◆ **THE TASK**:
Please return all lines from the records below that include the string "standing".

Referring expression data

-- Opening Marker --

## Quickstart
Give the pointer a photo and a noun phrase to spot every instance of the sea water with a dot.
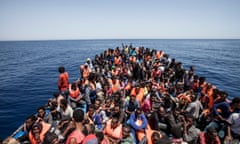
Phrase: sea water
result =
(29, 69)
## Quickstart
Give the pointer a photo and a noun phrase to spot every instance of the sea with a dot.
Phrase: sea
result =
(29, 69)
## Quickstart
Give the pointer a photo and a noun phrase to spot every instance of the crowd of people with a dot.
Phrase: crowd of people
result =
(134, 95)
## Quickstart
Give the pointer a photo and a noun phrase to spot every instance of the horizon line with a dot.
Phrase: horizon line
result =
(120, 39)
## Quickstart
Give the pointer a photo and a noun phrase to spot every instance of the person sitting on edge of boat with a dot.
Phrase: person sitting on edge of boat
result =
(23, 133)
(56, 100)
(90, 136)
(38, 131)
(138, 123)
(74, 95)
(119, 113)
(51, 138)
(233, 127)
(90, 65)
(194, 107)
(113, 130)
(209, 137)
(76, 136)
(99, 117)
(127, 137)
(44, 115)
(108, 106)
(190, 132)
(65, 110)
(62, 80)
(155, 137)
(130, 105)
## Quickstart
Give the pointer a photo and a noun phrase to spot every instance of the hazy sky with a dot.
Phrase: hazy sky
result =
(100, 19)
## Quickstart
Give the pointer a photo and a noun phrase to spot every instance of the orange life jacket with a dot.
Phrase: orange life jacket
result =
(85, 73)
(74, 93)
(113, 133)
(45, 128)
(117, 61)
(63, 81)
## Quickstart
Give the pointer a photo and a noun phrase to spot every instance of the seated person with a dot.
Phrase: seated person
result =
(138, 123)
(38, 131)
(209, 137)
(113, 130)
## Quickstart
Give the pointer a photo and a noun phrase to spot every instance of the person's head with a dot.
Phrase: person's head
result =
(138, 111)
(50, 138)
(193, 97)
(116, 109)
(30, 120)
(114, 122)
(235, 104)
(108, 102)
(189, 119)
(153, 97)
(90, 128)
(73, 86)
(63, 104)
(78, 115)
(155, 137)
(36, 128)
(161, 111)
(126, 130)
(91, 109)
(97, 103)
(100, 136)
(61, 69)
(132, 98)
(41, 112)
(56, 94)
(211, 133)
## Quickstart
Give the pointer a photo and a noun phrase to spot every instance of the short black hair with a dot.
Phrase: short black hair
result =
(78, 115)
(61, 69)
(41, 107)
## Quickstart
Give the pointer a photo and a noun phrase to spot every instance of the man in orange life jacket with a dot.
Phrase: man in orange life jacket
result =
(62, 79)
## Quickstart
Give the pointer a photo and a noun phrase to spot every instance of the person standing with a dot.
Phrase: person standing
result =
(63, 82)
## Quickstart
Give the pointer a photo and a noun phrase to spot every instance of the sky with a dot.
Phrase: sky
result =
(119, 19)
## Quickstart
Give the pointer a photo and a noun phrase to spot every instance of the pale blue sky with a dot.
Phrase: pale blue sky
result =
(101, 19)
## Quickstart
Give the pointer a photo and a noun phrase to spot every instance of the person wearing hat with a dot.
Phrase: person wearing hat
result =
(89, 63)
(38, 131)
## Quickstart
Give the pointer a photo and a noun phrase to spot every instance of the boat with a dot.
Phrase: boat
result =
(144, 66)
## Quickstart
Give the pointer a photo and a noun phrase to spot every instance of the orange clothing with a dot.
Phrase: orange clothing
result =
(139, 94)
(63, 81)
(210, 97)
(74, 93)
(85, 73)
(77, 134)
(132, 59)
(115, 133)
(117, 60)
(45, 128)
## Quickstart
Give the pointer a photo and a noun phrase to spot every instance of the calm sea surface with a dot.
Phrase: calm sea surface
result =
(29, 69)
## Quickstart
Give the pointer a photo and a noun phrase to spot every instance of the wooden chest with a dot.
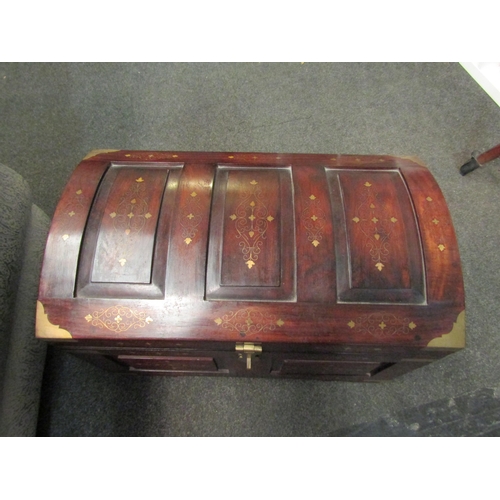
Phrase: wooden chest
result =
(271, 265)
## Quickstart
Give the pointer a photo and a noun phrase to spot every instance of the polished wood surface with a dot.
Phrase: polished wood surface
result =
(316, 255)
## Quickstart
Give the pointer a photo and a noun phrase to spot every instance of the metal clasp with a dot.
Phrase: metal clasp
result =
(250, 349)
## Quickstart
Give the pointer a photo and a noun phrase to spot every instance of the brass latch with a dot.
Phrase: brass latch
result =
(250, 349)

-- Closing Marker --

◆ **SOLUTION**:
Give the pointer a photo and a noun phrase to spot every instance of the person standing with a dot.
Phrase: person standing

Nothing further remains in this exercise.